— BEGIN Provided material —

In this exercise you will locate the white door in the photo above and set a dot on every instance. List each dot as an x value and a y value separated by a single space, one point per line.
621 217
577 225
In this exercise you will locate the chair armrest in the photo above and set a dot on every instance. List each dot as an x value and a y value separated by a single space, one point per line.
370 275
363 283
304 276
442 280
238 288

— END Provided material —
— BEGIN Provided material —

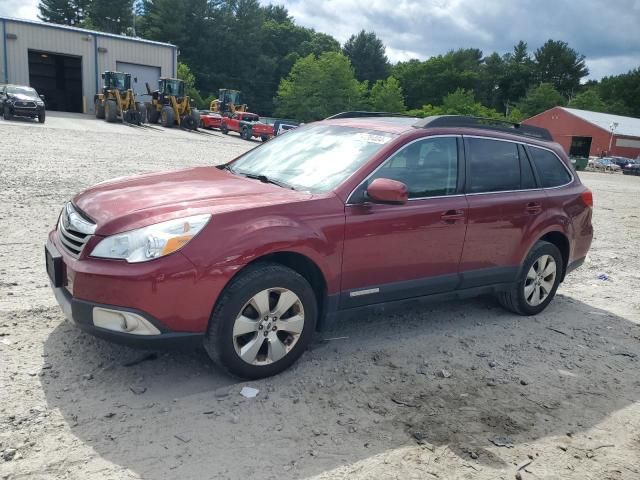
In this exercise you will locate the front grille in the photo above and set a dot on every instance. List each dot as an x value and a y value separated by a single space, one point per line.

— END Provided material —
— BEGIN Provided material —

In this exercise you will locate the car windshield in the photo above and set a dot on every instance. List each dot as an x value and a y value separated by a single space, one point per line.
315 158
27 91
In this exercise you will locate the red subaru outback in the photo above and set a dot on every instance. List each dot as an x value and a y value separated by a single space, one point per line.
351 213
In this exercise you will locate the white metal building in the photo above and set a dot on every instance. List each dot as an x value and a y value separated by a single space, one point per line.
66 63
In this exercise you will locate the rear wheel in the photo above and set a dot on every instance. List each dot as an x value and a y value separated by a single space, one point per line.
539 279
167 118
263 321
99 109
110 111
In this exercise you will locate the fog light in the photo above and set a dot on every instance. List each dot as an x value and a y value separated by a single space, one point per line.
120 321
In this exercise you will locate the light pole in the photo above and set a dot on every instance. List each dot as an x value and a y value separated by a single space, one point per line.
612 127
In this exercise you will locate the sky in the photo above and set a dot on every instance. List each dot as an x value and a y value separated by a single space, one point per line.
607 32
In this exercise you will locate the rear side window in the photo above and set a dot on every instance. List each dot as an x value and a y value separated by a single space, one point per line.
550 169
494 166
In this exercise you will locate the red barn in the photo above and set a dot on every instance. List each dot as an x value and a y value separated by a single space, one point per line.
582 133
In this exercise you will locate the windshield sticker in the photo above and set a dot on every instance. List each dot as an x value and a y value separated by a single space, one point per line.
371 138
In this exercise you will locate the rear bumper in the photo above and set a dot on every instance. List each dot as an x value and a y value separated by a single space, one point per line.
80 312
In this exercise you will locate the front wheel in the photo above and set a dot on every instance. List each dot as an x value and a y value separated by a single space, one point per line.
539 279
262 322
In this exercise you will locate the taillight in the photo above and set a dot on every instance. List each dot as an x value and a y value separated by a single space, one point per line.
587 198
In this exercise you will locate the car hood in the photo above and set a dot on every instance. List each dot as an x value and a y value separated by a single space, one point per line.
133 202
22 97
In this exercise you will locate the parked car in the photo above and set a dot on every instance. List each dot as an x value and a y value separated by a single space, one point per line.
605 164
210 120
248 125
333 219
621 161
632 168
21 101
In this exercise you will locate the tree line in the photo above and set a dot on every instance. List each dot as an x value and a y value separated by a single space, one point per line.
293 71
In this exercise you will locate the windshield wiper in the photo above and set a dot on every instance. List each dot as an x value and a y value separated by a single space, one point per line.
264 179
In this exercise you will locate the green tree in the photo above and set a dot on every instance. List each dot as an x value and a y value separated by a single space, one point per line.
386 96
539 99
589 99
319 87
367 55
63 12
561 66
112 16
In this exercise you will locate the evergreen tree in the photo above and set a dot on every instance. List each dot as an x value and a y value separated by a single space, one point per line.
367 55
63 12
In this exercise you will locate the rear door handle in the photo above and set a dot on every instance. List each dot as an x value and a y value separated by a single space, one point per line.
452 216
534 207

— END Provided material —

▸ Your objective
Count the lines above that contain the string "front", treating uppercase and lowercase letters as distinct, and state only the resulting number.

▸ Output for this exercise
2